=== EXTRACTO DE DATOS ===
+--

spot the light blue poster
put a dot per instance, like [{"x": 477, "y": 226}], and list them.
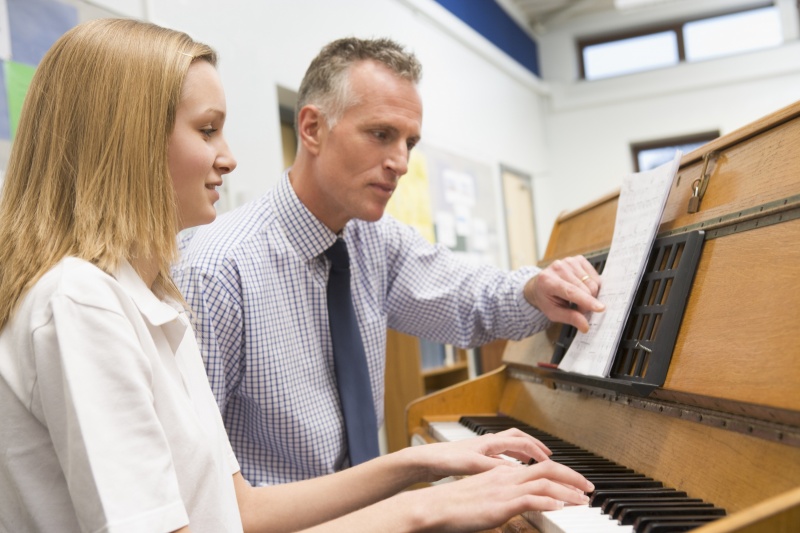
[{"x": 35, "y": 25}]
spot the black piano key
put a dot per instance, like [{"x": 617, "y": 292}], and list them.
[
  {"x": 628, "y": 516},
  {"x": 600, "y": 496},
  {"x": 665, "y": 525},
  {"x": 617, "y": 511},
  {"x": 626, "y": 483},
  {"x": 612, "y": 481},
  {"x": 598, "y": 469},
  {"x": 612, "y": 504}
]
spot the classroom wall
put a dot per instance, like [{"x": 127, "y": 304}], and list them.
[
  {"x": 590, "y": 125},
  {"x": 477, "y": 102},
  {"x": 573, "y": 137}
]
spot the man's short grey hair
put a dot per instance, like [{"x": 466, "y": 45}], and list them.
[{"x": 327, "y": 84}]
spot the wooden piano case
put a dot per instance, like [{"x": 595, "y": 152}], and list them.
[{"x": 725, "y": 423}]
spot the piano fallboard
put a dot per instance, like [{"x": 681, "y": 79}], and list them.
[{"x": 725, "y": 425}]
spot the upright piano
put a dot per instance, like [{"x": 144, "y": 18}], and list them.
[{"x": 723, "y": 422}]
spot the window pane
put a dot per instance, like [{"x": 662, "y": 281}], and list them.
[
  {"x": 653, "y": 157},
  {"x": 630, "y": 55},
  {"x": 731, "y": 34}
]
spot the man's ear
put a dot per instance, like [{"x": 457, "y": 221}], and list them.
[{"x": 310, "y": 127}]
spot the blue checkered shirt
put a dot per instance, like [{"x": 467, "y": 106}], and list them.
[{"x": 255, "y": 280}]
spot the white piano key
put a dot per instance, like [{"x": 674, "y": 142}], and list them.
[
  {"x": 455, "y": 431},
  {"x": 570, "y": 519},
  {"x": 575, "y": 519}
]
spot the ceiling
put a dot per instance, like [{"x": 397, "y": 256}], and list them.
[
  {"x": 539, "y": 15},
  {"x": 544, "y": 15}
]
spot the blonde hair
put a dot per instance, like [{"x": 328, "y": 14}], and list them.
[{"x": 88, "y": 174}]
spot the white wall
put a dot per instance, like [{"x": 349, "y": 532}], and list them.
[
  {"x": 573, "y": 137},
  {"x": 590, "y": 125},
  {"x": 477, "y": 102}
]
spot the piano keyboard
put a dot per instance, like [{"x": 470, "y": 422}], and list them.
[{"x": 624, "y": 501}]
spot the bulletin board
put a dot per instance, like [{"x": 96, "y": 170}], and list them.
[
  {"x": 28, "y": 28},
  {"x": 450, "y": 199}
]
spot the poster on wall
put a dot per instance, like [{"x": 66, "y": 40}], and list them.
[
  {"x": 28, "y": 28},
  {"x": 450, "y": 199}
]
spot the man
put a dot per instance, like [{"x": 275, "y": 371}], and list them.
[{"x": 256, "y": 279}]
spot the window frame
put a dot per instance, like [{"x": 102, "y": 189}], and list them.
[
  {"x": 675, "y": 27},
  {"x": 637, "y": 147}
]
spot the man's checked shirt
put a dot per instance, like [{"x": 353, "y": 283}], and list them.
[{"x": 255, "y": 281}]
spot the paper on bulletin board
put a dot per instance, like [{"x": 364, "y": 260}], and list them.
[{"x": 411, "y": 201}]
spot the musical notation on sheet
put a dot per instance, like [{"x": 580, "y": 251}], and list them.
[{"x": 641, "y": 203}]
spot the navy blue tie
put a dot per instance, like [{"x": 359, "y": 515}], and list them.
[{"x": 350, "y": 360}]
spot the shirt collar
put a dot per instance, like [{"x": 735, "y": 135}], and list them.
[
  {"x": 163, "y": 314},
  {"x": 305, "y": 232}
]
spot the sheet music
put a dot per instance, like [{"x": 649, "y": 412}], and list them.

+--

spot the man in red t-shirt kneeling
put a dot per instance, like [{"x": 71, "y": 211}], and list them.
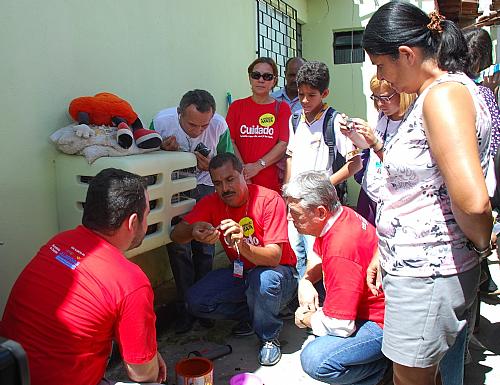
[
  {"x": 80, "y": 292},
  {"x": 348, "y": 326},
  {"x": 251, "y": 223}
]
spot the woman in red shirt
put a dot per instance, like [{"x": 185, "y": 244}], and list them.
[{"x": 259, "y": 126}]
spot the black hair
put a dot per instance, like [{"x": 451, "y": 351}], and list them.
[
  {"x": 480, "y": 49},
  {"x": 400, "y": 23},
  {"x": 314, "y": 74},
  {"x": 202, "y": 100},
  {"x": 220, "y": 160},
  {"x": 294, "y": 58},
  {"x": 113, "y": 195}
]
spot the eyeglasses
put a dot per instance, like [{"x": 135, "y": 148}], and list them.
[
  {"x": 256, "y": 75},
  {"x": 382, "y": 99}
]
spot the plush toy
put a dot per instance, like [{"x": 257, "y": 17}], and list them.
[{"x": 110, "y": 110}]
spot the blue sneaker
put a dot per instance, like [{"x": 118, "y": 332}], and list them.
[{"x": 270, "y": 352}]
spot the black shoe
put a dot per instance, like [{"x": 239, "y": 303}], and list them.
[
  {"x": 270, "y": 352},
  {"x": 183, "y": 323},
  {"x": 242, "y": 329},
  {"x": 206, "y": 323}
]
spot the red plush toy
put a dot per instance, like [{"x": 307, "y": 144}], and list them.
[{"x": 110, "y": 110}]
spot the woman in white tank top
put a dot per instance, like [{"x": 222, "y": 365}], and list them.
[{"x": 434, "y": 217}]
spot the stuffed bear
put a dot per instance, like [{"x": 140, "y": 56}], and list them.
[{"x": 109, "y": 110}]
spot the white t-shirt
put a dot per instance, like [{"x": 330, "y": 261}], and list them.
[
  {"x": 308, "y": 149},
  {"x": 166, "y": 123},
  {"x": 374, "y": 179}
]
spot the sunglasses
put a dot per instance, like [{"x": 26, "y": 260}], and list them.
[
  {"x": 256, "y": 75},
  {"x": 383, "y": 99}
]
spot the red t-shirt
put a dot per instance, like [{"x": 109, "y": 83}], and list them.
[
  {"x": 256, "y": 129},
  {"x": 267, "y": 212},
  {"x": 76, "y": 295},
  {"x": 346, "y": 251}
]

+--

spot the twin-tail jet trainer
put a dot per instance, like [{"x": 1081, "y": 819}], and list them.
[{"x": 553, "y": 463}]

+--

=== TRABAJO PENDIENTE ===
Cuenta las líneas de los registros de arriba que contienen la cadena "blue", teniendo en cuenta las mayúsculas y minúsculas. Da solo el número.

=== LA RESPUESTA ===
4